EXCERPT PROVIDED →
========

Letting Go and Letting God


One of my favorite songs by Matt Redman is “You Never Let Go.” The chorus goes this way:
Oh no, You never let go
Through the calm and through the storm
Oh no, You never let go
In every high and every low
Oh no, You never let go
Lord, You never let go of me

I am so glad that He never lets go of me! But I am also glad that He never lets go of my children! Yesterday morning I left my 15 year old at his Civil Air Patrol unit, where he would be traveling with cadets from his unit and other units to Ripley, Minnesota. He is going to be spending eight days there, on an active military base.

My son has never been away from home for more than a couple of days. And even then, it was only by his cousin’s house. Still, I would find myself really missing him when he was gone for even a couple of days. I knew letting him go to this encampment was going to be very difficult for me.

For those who know my family well, you also know the history of my son and the many struggles and challenges we went through with him. At 7 years old he was diagnosed with Tourette Syndrome. The next few years proved to be very difficult as he battled with this condition and in turn, a sleeping disturbance that eventually required medication. The result of his sleeping disturbance was anxiety and irrational behavior. Throughout those years I homeschooled him and it wasn’t until he entered the 5th grade that I put him into public school.

========

MATERIAL SHOWN →
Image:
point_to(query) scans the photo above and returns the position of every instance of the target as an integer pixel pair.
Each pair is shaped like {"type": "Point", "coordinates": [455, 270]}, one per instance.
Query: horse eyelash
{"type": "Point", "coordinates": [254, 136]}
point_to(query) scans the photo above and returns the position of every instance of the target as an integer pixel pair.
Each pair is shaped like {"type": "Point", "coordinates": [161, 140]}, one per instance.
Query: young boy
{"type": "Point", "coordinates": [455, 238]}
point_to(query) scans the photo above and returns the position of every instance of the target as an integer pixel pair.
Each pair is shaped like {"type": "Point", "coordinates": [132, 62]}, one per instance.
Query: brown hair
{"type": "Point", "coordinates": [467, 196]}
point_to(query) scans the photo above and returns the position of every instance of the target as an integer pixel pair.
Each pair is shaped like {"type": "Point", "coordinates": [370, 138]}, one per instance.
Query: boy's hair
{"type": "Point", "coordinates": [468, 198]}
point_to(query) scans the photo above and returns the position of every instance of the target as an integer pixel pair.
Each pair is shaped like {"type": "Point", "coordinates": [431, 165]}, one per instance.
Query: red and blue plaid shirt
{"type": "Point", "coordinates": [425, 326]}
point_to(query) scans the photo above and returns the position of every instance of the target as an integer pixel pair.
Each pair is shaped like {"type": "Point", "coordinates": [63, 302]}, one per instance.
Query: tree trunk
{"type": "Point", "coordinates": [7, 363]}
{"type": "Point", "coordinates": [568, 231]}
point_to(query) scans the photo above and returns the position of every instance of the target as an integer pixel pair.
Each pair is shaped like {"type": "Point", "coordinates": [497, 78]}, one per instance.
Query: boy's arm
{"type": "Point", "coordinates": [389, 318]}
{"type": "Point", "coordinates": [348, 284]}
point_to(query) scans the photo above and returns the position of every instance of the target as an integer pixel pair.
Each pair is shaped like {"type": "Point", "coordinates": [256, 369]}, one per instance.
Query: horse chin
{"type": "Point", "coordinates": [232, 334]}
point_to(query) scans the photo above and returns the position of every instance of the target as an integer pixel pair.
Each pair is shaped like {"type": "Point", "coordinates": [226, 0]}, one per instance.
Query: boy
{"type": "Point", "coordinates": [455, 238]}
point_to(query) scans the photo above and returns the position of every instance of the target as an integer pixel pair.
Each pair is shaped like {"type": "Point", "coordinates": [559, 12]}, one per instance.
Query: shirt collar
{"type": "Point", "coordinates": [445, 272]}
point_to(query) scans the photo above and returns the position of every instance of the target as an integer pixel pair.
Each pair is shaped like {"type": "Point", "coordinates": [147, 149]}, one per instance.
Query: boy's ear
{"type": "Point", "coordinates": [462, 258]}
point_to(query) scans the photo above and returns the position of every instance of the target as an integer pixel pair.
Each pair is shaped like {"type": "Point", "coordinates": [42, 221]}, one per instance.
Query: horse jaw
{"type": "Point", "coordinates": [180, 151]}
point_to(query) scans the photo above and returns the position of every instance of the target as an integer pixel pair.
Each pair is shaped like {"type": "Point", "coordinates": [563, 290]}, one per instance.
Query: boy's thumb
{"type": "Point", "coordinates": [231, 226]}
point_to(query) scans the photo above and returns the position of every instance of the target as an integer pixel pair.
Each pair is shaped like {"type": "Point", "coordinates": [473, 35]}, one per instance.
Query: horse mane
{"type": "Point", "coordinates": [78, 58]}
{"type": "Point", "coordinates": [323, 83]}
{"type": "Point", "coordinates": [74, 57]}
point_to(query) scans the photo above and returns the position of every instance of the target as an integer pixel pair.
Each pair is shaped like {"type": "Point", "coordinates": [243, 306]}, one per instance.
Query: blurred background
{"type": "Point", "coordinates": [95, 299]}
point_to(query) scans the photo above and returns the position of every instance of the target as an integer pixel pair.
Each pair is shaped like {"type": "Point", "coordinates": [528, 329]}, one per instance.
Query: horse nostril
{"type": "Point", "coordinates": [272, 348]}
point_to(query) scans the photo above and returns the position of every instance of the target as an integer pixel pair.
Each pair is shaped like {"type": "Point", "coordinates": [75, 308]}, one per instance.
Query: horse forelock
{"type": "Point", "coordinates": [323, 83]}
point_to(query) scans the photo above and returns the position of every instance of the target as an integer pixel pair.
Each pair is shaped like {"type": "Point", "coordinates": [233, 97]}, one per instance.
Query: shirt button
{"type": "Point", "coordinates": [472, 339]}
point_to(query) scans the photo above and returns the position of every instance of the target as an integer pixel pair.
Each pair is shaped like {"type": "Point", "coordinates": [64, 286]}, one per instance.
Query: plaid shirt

========

COMPLETE THE FOLLOWING →
a) Translate this sentence from the post about letting go into Spanish: "My son has never been away from home for more than a couple of days."
b) In the post about letting go, at what age was the son diagnosed with Tourette Syndrome?
c) In the post about letting go, copy word for word the part that opens with "I am so glad" and closes with "difficult for me.".
Rely only on the post about letting go, not on the lines.

ANSWERS FOR THIS EXERCISE →
a) Mi hijo nunca ha estado lejos de casa por más de un par de días.

b) At 7 years old.

c)
I am so glad that He never lets go of me! But I am also glad that He never lets go of my children! Yesterday morning I left my 15 year old at his Civil Air Patrol unit, where he would be traveling with cadets from his unit and other units to Ripley, Minnesota. He is going to be spending eight days there, on an active military base.

My son has never been away from home for more than a couple of days. And even then, it was only by his cousin’s house. Still, I would find myself really missing him when he was gone for even a couple of days. I knew letting him go to this encampment was going to be very difficult for me.